-------- Information shown
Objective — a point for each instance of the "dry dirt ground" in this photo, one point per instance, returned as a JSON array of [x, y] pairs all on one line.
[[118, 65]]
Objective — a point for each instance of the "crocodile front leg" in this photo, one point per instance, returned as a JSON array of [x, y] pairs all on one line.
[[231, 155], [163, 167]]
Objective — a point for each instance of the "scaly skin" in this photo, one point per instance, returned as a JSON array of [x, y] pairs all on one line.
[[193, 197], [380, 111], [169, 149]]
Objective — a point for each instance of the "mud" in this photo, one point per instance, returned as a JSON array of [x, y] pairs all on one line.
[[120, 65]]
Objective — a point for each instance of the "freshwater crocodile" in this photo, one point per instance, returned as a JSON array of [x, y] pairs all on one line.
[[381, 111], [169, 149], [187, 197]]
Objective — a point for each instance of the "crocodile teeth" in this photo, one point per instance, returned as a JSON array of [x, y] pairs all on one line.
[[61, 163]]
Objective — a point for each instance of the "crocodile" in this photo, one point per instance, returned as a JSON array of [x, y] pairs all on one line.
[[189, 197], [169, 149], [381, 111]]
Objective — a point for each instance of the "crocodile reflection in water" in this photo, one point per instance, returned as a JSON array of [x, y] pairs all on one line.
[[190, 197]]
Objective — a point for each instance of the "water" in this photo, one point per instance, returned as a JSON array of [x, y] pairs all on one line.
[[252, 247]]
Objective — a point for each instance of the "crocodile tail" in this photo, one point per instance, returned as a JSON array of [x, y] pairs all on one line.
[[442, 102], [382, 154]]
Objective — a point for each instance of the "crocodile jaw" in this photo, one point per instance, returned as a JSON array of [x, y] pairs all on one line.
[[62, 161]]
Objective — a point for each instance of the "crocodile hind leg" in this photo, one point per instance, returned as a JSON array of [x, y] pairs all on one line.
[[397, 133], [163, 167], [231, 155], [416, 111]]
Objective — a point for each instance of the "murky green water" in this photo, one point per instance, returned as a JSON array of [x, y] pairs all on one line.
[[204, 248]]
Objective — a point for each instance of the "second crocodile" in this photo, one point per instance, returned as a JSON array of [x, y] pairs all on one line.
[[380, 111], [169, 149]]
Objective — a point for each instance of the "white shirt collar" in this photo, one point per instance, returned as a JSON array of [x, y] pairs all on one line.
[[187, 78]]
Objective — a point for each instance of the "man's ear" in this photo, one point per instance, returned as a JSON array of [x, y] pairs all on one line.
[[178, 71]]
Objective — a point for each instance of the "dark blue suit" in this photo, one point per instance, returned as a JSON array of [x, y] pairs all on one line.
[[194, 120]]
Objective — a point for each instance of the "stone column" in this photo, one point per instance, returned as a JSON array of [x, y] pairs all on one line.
----------------
→ Task directions: Lay out all the data above as a Markdown table with the columns No. and Text. Give each line its own numbered row, and skip any blank lines.

→ Response to this task:
| No. | Text |
|---|---|
| 1 | Objective — a point for each instance of the "dry dirt ground" in this photo, one point per instance, returned as a JSON array of [x, y] pairs all on one line. |
| 2 | [[118, 65]] |
| 3 | Objective — a point for each instance of the "crocodile front leg" in this photo, one point per instance, returned as a JSON array of [x, y] pairs all on one line. |
| 4 | [[231, 155], [163, 167]] |
| 5 | Objective — a point for each instance of the "scaly skin" in this photo, one point per instance, returned as a JSON array of [x, y] pairs all on one line. |
| 6 | [[193, 197], [380, 111], [169, 149]] |
| 7 | Objective — a point for each instance of the "mud" in this photo, one point per instance, returned as a JSON array of [x, y] pairs all on one line. |
| 8 | [[120, 65]] |
| 9 | Objective — a point for each instance of the "freshwater crocodile" in this photo, one point per instance, returned as a JSON array of [x, y] pairs all on one line. |
| 10 | [[381, 111], [169, 149], [187, 197]] |
| 11 | Objective — a point for each instance of the "crocodile teeth" in this photo, one point per instance, returned as a JSON array of [x, y] pairs all on one line. |
| 12 | [[61, 163]] |
| 13 | Objective — a point for each instance of the "crocodile" in this photo, one point per instance, returned as a JSON array of [x, y] pairs all on one line. |
| 14 | [[189, 197], [169, 149], [381, 111]] |
| 15 | Objective — a point for each instance of the "crocodile reflection in water" in this photo, one point per instance, returned as a JSON array of [x, y] pairs all on one line. |
| 16 | [[190, 197]] |
| 17 | Objective — a point for each instance of the "water" in this photo, one point per instance, returned as a JSON array of [x, y] pairs all on one line. |
| 18 | [[252, 247]] |
| 19 | Objective — a point for each instance of the "crocodile tail" in this photo, one point per instance, returned as a JSON array of [x, y] pairs all on one line. |
| 20 | [[442, 102], [382, 154]] |
| 21 | Objective — a point for each instance of the "crocodile jaw" in this photo, one point per instance, returned as a JSON array of [x, y] pairs all on one line. |
| 22 | [[62, 161]] |
| 23 | Objective — a point for each instance of the "crocodile hind leg" in this photo, one point per instance, returned as a JSON array of [x, y] pairs all on one line. |
| 24 | [[397, 133], [163, 167], [231, 155], [416, 111]] |
| 25 | Objective — a point for each instance of the "murky green water" in this photo, one point per instance, returned as a JSON array of [x, y] pairs all on one line. |
| 26 | [[204, 248]] |
| 27 | Objective — a point for each instance of the "second crocodile" in this photo, one point per instance, returned as a JSON array of [x, y] pairs all on one line. |
| 28 | [[380, 111], [169, 149]] |
| 29 | Objective — a point for each instance of the "white shirt collar" in this photo, one point per instance, returned as a JSON array of [x, y] pairs all on one line. |
| 30 | [[187, 78]] |
| 31 | Objective — a point for each instance of the "man's ear" in this photo, one point per instance, returned as a JSON array of [x, y] pairs all on one line. |
| 32 | [[178, 71]] |
| 33 | Objective — a point for each instance of the "dark blue suit" in this photo, one point per instance, returned as a JSON array of [x, y] pairs all on one line. |
| 34 | [[194, 120]] |
| 35 | Objective — a point for each instance of the "stone column" in this photo, one point per instance, returned as a JSON array of [x, y] pairs all on one line. |